Of the lines in the data below, write out exactly those from the one holding "Tag one point on each instance of the sale" through the one holding "Tag one point on each instance of the parked dark", both included.
........
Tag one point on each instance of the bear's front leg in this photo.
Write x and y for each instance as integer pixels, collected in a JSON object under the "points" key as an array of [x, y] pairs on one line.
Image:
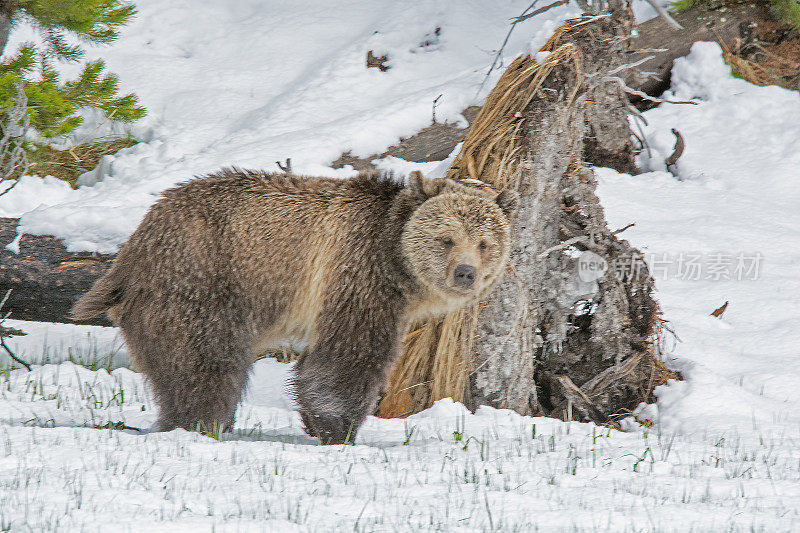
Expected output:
{"points": [[337, 383]]}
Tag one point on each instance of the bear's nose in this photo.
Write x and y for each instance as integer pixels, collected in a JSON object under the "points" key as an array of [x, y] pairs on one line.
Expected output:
{"points": [[464, 275]]}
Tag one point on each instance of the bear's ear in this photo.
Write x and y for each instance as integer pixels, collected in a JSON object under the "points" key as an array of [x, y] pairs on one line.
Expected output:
{"points": [[508, 201], [422, 188]]}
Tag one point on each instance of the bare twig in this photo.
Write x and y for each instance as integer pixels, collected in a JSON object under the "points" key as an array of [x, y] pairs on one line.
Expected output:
{"points": [[14, 357], [623, 228], [671, 22], [4, 332], [642, 95], [287, 167], [502, 46]]}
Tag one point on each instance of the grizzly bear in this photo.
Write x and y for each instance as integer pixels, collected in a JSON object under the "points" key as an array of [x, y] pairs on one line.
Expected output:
{"points": [[225, 266]]}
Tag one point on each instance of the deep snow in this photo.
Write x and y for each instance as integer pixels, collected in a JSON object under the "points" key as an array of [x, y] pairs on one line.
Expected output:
{"points": [[724, 452]]}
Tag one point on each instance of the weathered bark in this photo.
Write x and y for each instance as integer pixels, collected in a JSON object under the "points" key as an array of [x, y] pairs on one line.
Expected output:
{"points": [[46, 280], [546, 340]]}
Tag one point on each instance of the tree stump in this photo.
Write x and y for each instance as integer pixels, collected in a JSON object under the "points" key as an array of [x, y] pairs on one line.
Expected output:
{"points": [[46, 280]]}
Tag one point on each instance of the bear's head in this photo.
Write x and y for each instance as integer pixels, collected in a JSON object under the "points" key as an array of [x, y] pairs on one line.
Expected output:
{"points": [[456, 241]]}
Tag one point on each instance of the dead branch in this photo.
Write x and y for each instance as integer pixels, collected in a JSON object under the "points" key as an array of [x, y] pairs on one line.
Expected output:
{"points": [[581, 401], [13, 158], [287, 167], [9, 332]]}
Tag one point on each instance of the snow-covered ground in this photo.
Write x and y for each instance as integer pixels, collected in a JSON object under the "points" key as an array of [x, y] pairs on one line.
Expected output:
{"points": [[249, 83]]}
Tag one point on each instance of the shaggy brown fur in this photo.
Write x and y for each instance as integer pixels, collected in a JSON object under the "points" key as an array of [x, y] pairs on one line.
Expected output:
{"points": [[229, 264]]}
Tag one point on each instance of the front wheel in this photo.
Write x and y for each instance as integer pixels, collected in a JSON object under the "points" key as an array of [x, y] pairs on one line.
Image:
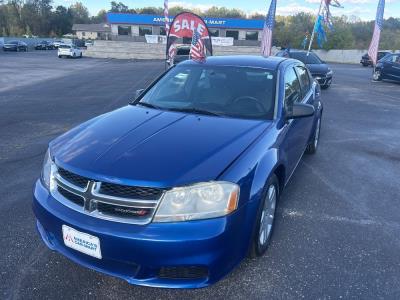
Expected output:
{"points": [[265, 218], [313, 146], [377, 75]]}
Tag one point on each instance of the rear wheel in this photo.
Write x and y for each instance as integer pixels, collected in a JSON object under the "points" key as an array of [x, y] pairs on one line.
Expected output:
{"points": [[265, 218]]}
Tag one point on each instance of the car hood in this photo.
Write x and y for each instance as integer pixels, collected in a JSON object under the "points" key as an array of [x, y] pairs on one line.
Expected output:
{"points": [[139, 146], [318, 68]]}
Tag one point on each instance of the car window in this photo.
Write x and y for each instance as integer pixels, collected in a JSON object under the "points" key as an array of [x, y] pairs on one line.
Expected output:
{"points": [[183, 51], [395, 59], [229, 91], [311, 58], [292, 88], [304, 78]]}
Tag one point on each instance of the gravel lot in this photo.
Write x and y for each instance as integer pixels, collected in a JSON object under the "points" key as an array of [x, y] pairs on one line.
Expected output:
{"points": [[338, 227]]}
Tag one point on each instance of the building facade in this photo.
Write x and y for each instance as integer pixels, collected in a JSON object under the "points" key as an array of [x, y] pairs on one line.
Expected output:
{"points": [[136, 25], [92, 31]]}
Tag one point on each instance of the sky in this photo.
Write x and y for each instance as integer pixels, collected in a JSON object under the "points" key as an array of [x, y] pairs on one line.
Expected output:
{"points": [[364, 9]]}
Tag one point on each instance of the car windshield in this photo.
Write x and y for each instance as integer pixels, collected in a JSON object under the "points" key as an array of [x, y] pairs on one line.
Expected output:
{"points": [[183, 51], [302, 56], [229, 91]]}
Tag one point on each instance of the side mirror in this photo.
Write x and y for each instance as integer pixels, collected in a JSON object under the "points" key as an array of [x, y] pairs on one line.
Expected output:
{"points": [[300, 110], [138, 93]]}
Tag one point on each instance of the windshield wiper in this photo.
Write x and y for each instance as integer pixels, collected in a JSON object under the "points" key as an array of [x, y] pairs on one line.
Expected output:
{"points": [[149, 105], [195, 111]]}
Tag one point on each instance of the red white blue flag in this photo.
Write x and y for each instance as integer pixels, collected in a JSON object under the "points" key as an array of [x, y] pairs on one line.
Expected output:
{"points": [[197, 47], [374, 46], [266, 42]]}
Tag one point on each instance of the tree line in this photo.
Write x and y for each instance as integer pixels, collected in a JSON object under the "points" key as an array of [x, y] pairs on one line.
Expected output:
{"points": [[39, 17]]}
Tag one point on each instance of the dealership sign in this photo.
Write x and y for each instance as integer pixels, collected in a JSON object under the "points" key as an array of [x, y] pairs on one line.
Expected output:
{"points": [[226, 23]]}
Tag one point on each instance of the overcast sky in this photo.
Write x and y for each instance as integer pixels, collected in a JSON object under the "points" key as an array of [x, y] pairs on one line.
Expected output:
{"points": [[365, 9]]}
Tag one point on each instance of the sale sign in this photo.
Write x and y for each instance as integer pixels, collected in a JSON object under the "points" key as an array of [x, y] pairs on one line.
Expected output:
{"points": [[183, 26]]}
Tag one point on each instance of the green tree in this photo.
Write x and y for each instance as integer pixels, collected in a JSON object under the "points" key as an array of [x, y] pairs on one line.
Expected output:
{"points": [[79, 13]]}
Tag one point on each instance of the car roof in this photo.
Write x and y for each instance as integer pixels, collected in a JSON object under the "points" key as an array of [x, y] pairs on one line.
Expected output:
{"points": [[270, 62]]}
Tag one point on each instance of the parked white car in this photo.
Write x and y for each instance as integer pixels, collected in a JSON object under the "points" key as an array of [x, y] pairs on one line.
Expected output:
{"points": [[69, 51]]}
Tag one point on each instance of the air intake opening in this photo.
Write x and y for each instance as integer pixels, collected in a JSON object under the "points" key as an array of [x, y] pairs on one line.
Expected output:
{"points": [[189, 272]]}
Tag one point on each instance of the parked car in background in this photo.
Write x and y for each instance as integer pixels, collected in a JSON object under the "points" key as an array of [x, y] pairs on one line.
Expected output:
{"points": [[318, 68], [15, 46], [89, 43], [177, 188], [182, 54], [57, 43], [388, 68], [366, 61], [69, 51], [44, 45]]}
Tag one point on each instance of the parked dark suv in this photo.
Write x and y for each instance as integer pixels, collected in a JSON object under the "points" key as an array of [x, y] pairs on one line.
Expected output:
{"points": [[388, 68], [366, 61], [318, 68]]}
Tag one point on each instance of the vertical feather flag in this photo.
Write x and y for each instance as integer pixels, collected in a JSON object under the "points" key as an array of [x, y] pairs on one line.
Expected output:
{"points": [[166, 16], [374, 46], [266, 42]]}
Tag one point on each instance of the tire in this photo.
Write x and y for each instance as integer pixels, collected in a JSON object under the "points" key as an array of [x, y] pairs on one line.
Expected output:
{"points": [[325, 86], [376, 75], [313, 146], [265, 218]]}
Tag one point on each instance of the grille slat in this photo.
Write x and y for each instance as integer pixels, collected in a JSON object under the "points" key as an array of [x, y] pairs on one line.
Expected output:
{"points": [[132, 192], [120, 203], [75, 179], [78, 200]]}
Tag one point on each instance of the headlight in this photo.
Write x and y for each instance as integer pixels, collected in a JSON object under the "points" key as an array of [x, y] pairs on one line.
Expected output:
{"points": [[48, 171], [199, 201]]}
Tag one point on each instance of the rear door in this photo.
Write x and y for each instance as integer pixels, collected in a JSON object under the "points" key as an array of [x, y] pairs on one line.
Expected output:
{"points": [[295, 138], [395, 67], [308, 97]]}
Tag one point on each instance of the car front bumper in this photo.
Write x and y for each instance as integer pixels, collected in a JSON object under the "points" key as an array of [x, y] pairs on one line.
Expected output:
{"points": [[142, 254]]}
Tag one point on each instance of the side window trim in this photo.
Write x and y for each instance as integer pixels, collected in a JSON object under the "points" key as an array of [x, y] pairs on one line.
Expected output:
{"points": [[303, 94], [290, 67]]}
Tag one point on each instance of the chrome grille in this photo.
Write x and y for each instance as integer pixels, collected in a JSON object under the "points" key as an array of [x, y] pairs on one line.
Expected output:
{"points": [[75, 179], [114, 202], [124, 191]]}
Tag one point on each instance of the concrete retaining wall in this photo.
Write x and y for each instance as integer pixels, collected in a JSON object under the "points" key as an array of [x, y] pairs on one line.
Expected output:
{"points": [[138, 50]]}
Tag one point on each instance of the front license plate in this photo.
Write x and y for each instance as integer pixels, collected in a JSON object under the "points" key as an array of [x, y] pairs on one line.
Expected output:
{"points": [[81, 242]]}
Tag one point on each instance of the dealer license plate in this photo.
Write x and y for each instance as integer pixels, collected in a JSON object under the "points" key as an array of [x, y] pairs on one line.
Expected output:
{"points": [[81, 242]]}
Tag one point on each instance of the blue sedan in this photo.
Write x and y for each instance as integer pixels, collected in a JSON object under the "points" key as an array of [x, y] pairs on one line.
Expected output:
{"points": [[175, 189]]}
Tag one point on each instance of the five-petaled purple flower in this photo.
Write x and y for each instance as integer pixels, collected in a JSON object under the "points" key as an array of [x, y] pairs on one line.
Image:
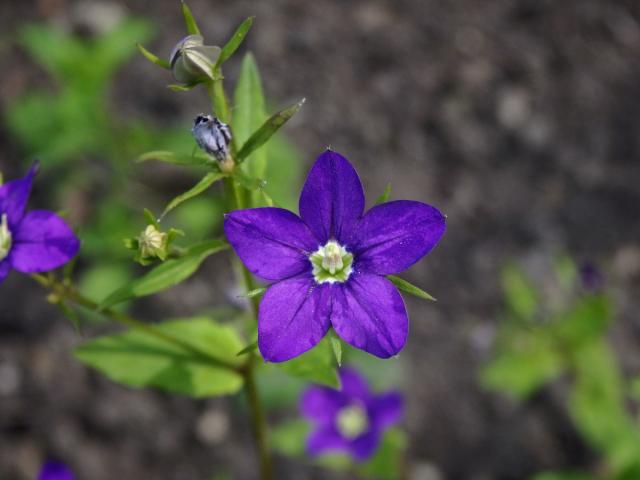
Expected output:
{"points": [[37, 241], [351, 420], [329, 264], [52, 470]]}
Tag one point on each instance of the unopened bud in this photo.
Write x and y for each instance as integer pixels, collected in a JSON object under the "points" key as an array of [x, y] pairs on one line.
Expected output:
{"points": [[213, 136], [192, 61]]}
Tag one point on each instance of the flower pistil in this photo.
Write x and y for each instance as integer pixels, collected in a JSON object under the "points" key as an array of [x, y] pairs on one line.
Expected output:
{"points": [[331, 263], [5, 237]]}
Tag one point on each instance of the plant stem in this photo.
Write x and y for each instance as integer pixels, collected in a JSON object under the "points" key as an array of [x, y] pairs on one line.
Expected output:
{"points": [[66, 292]]}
........
- SOLVED EXERCISE
Tag one point on each instance of the sale sign in this photo.
Write x and y for each instance as integer pixels, collected in a JSON object under the "points" key as an array of [x, y] pairs on one line.
Expected output:
{"points": [[183, 26]]}
Tag one point on each instance of the green tree in this photo.
Write x and y for each instance as integer pixels, collected in a JSON object under the "points" key as an array of [x, y] pairs on one line.
Expected output:
{"points": [[79, 13]]}
Tag one point on each instance of the car roof in this photo.
Write x and y for each instance as integer pixels, collected in a JSON object under the "points" key as an array of [x, y] pairs on one line.
Expected output:
{"points": [[270, 62]]}
Tag one point on each instance of the parked white car in this photo.
Write x and y for each instance as integer pixels, collected in a JSON object under the "points" key as an array of [x, y] pairs on one line.
Expected output:
{"points": [[69, 51]]}
Tag one point on each instance of the air intake opening in this photo.
Write x and y for each instance as integer pixels, collected in a JSON object under the "points" key as an array of [x, y] pairs on one line.
Expected output:
{"points": [[189, 272]]}
Tag one point on each instance of the parked car in background in this photo.
Write x and y for each instance as integer pixels, collected in a JSON object under the "points" key as an array of [x, y] pairs on one line.
Expected output:
{"points": [[318, 68], [15, 46], [89, 43], [177, 188], [182, 54], [57, 43], [388, 68], [366, 61], [69, 51], [44, 45]]}
Tag one point on each instance of the parked dark suv in this photo.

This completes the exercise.